▶ THINGS TO DO:
(1) Reproduce the GLOBIO passage word for word from "This dataset contains" to "is largely intact.".
(2) Put this sentence from the GLOBIO passage into Spanish: "This integration produces maps that display MSA values for each pressure."

▶ PASSAGE FOR REVIEW:
· · · · ·

GLOBIO integrates these pressure-impact relationships with data on past, present, or future levels of these pressures, often sourced from the IMAGE model which is an integrated assessment model that simulates the global environmental consequences of human activities. This integration produces maps that display MSA values for each pressure. These maps are then merged to calculate overall MSA values, as shown in the figure. Subsequently, MSA values are compiled into larger, user-defined regions. Additionally, the model quantifies how each pressure contributes to MSA losses in each region. Furthermore, GLOBIO incorporates a method to enhance the resolution of coarse-grained land-use data to finer-grained maps (currently at 10 arc-seconds; approximately 300 meters at the equator). This enhancement addresses the low spatial resolution of global land-use models, which typically overlook the spatial variability in land-use patterns. The downscaling process involves distributing regional totals or demands for each land-use type across grid cells within a region, prioritizing cells based on their suitability for the specific land-use type.

This specific historical layer evaluated the MSA for 2015 using the known land use and land cover data and the six human pressures causing the loss of biodiversity. The study estimated a global area-weighted mean MSA of 0.56 for 2015 (Schipper et al., 2020).

This dataset contains the following fields:

  • mean_species_abundance: The mean species abundance for a location represented as a floating point number between 0 to 1. A score of 0 means that the area has been completely destroyed. A score of 1 means that the area is largely intact.

· · · · ·

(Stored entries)
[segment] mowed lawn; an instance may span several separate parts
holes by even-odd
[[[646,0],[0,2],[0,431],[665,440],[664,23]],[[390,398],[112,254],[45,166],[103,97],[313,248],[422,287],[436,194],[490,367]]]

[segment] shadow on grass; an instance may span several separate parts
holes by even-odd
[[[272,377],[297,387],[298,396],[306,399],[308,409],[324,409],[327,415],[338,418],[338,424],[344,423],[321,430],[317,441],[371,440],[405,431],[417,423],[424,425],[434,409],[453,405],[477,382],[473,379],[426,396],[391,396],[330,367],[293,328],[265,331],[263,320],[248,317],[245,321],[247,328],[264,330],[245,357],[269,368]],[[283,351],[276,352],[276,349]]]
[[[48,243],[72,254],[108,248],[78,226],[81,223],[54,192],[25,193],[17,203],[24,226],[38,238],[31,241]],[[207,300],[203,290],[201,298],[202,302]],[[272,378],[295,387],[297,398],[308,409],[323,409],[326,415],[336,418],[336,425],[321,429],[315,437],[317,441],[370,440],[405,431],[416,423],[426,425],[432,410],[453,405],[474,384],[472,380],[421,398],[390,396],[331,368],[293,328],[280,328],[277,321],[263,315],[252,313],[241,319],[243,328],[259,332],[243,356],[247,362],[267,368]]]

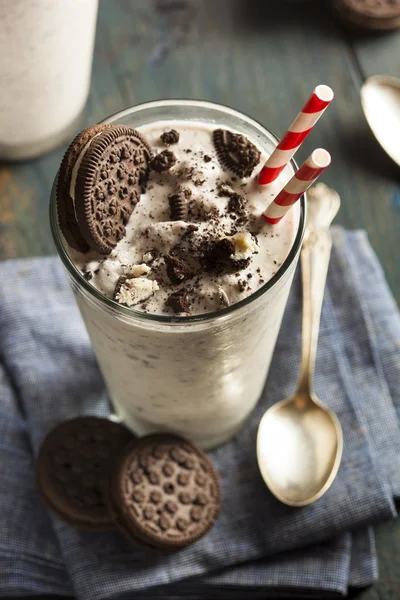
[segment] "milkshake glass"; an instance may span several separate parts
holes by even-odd
[[[268,154],[278,141],[249,117],[202,101],[150,102],[106,122],[141,127],[169,120],[229,128],[256,140]],[[295,168],[288,166],[292,173]],[[54,189],[50,212],[57,250],[117,415],[138,435],[170,431],[203,448],[230,439],[264,386],[304,234],[304,197],[292,247],[277,272],[236,304],[193,316],[141,312],[103,295],[69,256]]]

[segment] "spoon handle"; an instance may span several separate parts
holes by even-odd
[[[332,248],[329,228],[313,228],[306,233],[301,251],[303,282],[302,349],[298,393],[309,395],[317,353],[319,323],[326,275]]]

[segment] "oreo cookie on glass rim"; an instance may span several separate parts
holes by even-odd
[[[94,125],[73,140],[62,160],[57,188],[60,229],[79,252],[109,254],[145,190],[151,148],[125,125]]]
[[[179,550],[214,525],[219,477],[197,446],[174,435],[149,435],[125,448],[108,503],[128,537],[154,549]]]
[[[400,27],[400,0],[335,0],[333,7],[353,29],[389,31]]]
[[[110,469],[133,439],[123,425],[99,417],[78,417],[50,431],[36,461],[37,487],[50,512],[79,529],[115,529],[106,502]]]

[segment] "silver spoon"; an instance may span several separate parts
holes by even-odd
[[[297,391],[269,408],[257,434],[257,460],[270,491],[284,504],[305,506],[333,483],[343,451],[335,413],[312,392],[319,322],[339,195],[317,184],[308,192],[308,222],[301,251],[302,359]]]
[[[400,80],[375,75],[365,81],[360,93],[363,111],[374,136],[400,166]]]

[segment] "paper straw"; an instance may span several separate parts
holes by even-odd
[[[275,181],[332,102],[333,96],[333,90],[327,85],[318,85],[315,88],[301,112],[261,169],[258,176],[260,185]]]
[[[267,210],[263,213],[268,223],[279,221],[291,209],[293,204],[308,190],[318,177],[331,164],[331,155],[323,148],[317,148],[300,167],[283,190],[274,198]]]

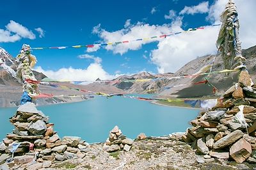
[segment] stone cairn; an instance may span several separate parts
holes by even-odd
[[[21,105],[10,121],[15,129],[0,143],[0,165],[7,160],[13,169],[38,169],[50,167],[54,160],[83,158],[88,150],[89,144],[79,137],[65,136],[61,140],[54,124],[48,123],[49,117],[33,103]],[[17,144],[20,145],[11,159],[12,148]]]
[[[121,130],[116,125],[109,132],[109,138],[104,144],[103,149],[108,152],[113,152],[121,150],[128,152],[131,150],[132,143],[133,140],[122,135]]]
[[[256,163],[256,87],[252,84],[248,72],[242,71],[239,83],[218,99],[216,106],[191,122],[193,127],[187,129],[182,140],[204,155],[201,162],[215,157]],[[247,127],[238,120],[239,111]]]

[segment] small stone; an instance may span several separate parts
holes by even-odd
[[[56,146],[52,149],[52,152],[56,152],[59,153],[64,152],[67,150],[68,146],[66,145],[62,145],[58,146]]]
[[[243,93],[243,89],[241,87],[238,87],[236,90],[232,93],[232,96],[234,99],[244,98],[244,95]]]
[[[107,150],[108,152],[113,152],[117,150],[119,150],[120,147],[118,145],[113,145],[109,146],[109,148]]]
[[[217,133],[215,135],[214,141],[218,141],[218,139],[220,139],[220,138],[223,137],[223,135],[224,135],[224,132],[220,132]]]
[[[67,159],[65,156],[60,154],[56,154],[55,155],[55,159],[59,161],[63,161],[64,160]]]
[[[37,139],[34,142],[36,147],[44,147],[46,145],[45,139]]]
[[[124,145],[127,144],[129,145],[132,145],[133,143],[133,140],[132,139],[126,138],[122,140],[122,143]]]
[[[54,142],[56,141],[58,139],[60,139],[59,136],[57,134],[54,134],[49,139],[47,139],[46,142],[47,143],[54,143]]]
[[[147,136],[145,133],[140,133],[139,135],[137,136],[137,139],[139,140],[143,140],[147,138]]]
[[[252,153],[251,145],[242,138],[235,143],[230,149],[230,154],[237,163],[243,163]]]
[[[129,146],[129,145],[125,144],[125,145],[124,145],[124,150],[128,152],[128,151],[130,150],[130,149],[131,149],[131,147],[132,147],[132,146]]]
[[[38,170],[41,169],[43,167],[43,164],[42,163],[35,163],[35,164],[32,164],[31,166],[28,166],[26,169],[26,170]]]
[[[244,133],[241,131],[236,130],[217,141],[213,145],[213,148],[219,149],[225,148],[237,141],[242,138],[243,135]]]
[[[116,125],[114,127],[114,128],[110,131],[111,133],[117,133],[119,132],[119,127]]]
[[[45,155],[45,156],[43,156],[42,157],[44,160],[54,160],[54,156],[53,155]]]
[[[52,152],[52,150],[51,148],[46,148],[43,150],[41,150],[40,153],[43,155],[49,155]]]
[[[71,147],[77,147],[81,138],[77,136],[64,136],[62,143]]]
[[[43,168],[47,168],[49,167],[52,165],[52,162],[51,160],[46,160],[42,162],[42,167]]]
[[[229,152],[218,152],[210,151],[210,153],[209,154],[210,155],[210,156],[218,159],[227,159],[229,158]]]
[[[197,140],[197,151],[203,154],[207,154],[209,153],[209,148],[204,142],[202,138]]]
[[[220,131],[220,132],[225,132],[225,131],[228,130],[228,127],[227,127],[227,126],[225,126],[225,125],[221,124],[220,124],[218,126],[217,126],[217,129]]]

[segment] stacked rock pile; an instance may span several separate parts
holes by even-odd
[[[125,136],[122,134],[122,131],[118,126],[110,131],[109,138],[104,144],[103,149],[108,152],[113,152],[118,150],[124,150],[129,151],[132,147],[133,140],[127,138]]]
[[[256,163],[255,107],[256,87],[243,71],[239,83],[218,99],[214,108],[191,122],[193,127],[182,140],[192,143],[198,153],[205,155],[204,160],[232,158],[238,163]]]
[[[49,167],[53,160],[85,156],[88,143],[76,136],[65,136],[61,140],[53,130],[54,124],[48,121],[49,117],[33,103],[21,105],[10,118],[15,129],[0,143],[0,164],[7,160],[9,167],[24,164],[28,169],[33,169],[34,166]]]

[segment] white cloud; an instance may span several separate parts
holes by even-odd
[[[154,6],[154,7],[153,7],[153,8],[152,8],[150,13],[151,13],[151,14],[154,14],[154,13],[156,13],[156,11],[157,11],[157,10],[156,10],[156,7]]]
[[[45,70],[42,67],[36,67],[35,70],[43,73],[47,77],[58,80],[68,81],[93,81],[97,78],[100,80],[112,80],[116,77],[114,75],[110,75],[106,72],[102,66],[99,63],[92,63],[87,68],[74,69],[61,68],[56,71],[52,70]]]
[[[94,55],[89,55],[89,54],[83,54],[78,55],[78,58],[79,59],[92,59],[94,60],[95,63],[99,64],[100,63],[102,60],[101,58],[99,57],[95,57]]]
[[[22,25],[13,21],[10,20],[10,23],[6,26],[6,29],[10,32],[16,33],[22,38],[26,38],[30,39],[36,38],[36,36],[31,31],[28,30]]]
[[[15,42],[22,38],[36,38],[31,31],[13,20],[10,20],[5,27],[6,30],[0,29],[0,43]]]
[[[127,20],[125,24],[124,24],[124,27],[127,28],[131,25],[131,19]]]
[[[191,14],[194,15],[195,13],[205,13],[209,11],[209,2],[202,2],[196,6],[187,6],[179,13],[180,15],[184,14]]]
[[[170,10],[168,15],[164,15],[164,18],[174,20],[177,17],[176,11],[174,10]]]
[[[38,32],[40,38],[44,37],[45,31],[44,31],[42,28],[38,27],[38,28],[35,29],[35,30],[37,32]]]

· · · · ·

▶ ANSWERS FOR THE TASKS:
(1)
This dataset contains the following fields:

  • mean_species_abundance: The mean species abundance for a location represented as a floating point number between 0 to 1. A score of 0 means that the area has been completely destroyed. A score of 1 means that the area is largely intact.

(2) Esta integración produce mapas que muestran los valores de MSA para cada presión.